### [Entries provided]

◆ ◆ ◆ ◆

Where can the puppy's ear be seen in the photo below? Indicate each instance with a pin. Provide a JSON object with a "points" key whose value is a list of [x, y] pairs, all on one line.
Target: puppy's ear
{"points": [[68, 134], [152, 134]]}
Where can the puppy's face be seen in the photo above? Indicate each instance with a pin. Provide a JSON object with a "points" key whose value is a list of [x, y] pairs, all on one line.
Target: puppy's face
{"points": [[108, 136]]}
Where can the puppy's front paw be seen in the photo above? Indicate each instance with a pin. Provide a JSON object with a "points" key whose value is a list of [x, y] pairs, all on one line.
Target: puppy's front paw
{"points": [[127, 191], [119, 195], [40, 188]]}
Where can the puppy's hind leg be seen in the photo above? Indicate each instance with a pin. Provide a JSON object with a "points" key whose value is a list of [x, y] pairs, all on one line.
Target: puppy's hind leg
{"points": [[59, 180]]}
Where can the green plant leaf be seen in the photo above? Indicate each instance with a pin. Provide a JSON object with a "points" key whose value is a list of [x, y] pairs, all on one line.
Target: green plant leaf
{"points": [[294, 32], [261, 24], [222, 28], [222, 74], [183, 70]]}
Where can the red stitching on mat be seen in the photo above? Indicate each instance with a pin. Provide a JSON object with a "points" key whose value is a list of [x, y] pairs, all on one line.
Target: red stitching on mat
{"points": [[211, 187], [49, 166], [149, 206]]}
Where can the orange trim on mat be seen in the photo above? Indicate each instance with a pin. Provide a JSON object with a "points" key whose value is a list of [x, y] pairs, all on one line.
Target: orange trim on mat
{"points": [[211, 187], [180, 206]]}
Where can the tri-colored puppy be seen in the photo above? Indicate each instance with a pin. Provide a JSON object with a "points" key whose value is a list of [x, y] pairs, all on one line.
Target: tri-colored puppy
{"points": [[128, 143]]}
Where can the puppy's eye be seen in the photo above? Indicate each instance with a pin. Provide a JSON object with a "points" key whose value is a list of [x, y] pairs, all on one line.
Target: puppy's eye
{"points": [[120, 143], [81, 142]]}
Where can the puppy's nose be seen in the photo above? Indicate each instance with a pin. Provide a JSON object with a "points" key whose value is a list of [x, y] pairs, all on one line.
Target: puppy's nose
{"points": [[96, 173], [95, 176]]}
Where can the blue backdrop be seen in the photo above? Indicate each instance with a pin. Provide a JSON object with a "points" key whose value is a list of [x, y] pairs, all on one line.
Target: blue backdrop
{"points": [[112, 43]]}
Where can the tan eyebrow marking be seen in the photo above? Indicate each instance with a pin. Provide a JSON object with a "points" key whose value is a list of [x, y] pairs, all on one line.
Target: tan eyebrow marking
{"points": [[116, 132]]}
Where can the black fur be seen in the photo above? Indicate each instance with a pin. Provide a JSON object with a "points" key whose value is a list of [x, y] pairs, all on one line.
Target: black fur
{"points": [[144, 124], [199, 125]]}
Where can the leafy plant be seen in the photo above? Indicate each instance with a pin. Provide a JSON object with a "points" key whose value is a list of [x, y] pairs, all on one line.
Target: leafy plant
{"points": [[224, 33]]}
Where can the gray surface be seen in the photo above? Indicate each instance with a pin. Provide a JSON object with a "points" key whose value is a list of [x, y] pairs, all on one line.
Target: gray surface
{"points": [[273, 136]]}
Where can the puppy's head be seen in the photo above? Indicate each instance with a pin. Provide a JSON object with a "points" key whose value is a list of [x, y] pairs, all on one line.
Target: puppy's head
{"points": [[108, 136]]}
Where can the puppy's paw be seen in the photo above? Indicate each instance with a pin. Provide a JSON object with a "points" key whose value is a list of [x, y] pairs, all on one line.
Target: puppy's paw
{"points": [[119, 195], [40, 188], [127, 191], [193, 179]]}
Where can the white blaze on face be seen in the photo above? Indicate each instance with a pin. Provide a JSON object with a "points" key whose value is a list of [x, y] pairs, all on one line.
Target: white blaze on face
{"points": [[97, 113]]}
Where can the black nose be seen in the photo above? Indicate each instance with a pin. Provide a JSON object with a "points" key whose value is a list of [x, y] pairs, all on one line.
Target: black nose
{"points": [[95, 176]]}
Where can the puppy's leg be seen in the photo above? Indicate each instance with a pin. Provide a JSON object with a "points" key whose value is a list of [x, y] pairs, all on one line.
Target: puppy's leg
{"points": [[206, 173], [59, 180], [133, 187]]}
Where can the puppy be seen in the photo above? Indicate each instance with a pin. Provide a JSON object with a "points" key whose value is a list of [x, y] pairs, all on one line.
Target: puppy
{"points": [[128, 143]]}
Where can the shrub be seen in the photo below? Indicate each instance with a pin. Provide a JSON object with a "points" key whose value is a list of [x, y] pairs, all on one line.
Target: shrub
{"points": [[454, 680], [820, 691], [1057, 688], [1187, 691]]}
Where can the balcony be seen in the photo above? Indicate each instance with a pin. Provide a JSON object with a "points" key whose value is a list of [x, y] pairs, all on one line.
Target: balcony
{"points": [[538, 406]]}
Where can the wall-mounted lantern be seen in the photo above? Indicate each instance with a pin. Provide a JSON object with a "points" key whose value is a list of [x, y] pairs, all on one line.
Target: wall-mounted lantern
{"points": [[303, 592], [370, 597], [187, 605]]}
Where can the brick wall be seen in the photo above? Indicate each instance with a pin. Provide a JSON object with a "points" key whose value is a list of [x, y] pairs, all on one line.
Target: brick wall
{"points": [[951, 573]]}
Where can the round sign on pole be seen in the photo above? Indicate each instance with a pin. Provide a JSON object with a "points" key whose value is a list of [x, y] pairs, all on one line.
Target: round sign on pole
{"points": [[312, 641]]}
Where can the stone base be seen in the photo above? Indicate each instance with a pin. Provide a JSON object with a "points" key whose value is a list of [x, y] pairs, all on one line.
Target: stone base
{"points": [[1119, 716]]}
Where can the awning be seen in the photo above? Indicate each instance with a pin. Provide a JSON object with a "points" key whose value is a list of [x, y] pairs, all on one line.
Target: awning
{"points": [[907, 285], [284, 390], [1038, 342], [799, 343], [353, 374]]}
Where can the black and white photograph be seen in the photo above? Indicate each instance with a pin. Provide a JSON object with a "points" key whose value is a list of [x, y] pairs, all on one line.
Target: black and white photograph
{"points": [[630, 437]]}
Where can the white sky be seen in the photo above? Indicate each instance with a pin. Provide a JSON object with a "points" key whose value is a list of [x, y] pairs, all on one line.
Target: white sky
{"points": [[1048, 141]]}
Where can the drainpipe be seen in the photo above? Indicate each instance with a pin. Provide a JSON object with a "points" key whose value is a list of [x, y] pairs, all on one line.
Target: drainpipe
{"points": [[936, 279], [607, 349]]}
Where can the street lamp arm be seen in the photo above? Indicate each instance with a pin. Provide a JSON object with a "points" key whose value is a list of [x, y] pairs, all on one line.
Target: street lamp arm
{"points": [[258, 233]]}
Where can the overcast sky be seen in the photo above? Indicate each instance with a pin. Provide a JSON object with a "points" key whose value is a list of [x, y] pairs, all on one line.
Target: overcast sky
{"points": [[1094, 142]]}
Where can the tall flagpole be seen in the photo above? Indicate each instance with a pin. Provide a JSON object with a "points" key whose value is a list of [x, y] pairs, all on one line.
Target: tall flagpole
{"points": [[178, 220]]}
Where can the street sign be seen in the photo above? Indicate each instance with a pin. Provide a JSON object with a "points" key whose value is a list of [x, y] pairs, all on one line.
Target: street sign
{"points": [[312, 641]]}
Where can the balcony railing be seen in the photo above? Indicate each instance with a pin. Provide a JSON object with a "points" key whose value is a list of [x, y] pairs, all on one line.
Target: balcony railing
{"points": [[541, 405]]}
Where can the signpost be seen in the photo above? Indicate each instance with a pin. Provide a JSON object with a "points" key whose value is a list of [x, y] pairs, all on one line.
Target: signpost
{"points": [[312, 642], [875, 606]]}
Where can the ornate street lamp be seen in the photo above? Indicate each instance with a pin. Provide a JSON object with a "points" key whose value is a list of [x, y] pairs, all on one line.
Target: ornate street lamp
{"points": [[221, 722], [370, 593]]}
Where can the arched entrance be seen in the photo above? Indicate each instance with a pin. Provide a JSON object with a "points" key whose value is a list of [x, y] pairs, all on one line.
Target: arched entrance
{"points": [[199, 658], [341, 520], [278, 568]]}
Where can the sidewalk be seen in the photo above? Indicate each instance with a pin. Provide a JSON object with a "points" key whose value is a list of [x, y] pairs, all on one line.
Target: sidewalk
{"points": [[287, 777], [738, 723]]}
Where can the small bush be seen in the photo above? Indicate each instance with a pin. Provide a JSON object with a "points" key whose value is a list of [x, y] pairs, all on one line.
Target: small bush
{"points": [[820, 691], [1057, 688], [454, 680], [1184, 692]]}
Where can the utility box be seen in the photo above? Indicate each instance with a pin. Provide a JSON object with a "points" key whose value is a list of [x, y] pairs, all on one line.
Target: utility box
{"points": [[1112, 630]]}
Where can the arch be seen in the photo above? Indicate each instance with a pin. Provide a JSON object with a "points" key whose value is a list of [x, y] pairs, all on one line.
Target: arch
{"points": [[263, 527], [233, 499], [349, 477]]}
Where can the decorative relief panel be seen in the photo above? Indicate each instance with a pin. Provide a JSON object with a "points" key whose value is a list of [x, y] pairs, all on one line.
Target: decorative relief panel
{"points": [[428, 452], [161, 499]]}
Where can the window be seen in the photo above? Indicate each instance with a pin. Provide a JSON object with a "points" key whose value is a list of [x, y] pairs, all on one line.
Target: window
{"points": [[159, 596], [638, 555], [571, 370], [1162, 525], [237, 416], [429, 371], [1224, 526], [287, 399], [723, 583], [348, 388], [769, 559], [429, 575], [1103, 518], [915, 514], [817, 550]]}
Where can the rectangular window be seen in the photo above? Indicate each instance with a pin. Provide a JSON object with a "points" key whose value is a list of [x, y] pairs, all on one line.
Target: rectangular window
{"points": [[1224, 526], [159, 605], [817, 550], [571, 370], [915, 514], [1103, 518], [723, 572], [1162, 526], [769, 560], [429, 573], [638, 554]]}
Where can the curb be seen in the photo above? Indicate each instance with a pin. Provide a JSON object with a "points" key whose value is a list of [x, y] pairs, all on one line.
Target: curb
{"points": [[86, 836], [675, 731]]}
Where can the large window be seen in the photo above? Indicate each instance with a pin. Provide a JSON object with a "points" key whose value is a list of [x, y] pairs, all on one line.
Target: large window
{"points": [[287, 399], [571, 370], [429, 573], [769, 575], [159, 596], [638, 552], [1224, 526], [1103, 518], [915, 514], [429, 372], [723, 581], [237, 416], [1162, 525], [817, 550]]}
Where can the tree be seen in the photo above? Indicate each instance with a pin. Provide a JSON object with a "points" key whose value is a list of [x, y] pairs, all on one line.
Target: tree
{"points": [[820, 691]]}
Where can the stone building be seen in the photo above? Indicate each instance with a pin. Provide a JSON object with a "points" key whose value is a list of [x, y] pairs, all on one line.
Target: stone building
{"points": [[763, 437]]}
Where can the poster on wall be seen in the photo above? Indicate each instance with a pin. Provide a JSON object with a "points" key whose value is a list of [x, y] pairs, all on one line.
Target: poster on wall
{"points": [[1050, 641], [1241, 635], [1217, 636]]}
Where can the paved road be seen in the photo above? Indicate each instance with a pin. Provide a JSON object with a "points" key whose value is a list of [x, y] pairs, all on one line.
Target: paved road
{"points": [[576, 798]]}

◆ ◆ ◆ ◆

### [Problem]
Retype only the lines running from the line with "Where can the stone building" to the end of the listing, including both of those lines.

### [Correct response]
Where can the stone building be seen in the photo above? Indicate each instance with a pin. Provide a JSON object with a "points" key whose value is a list of [x, y] pairs, all on one line.
Target: stone building
{"points": [[763, 437]]}
Where can the poster on wall be seen in the photo above? Indicate each instance with a pin. Provide a JSON object with a "points" key whose value is a list of [x, y] pairs, all on one line.
Target: poster on wall
{"points": [[1050, 641], [1241, 635], [1217, 636]]}
Where can the paved road be seen in the photo above? Indicate each instance with a pin. Provide a JSON object with a "points" key whose value is a list of [x, y] pairs, all on one line.
Target: paved road
{"points": [[576, 798]]}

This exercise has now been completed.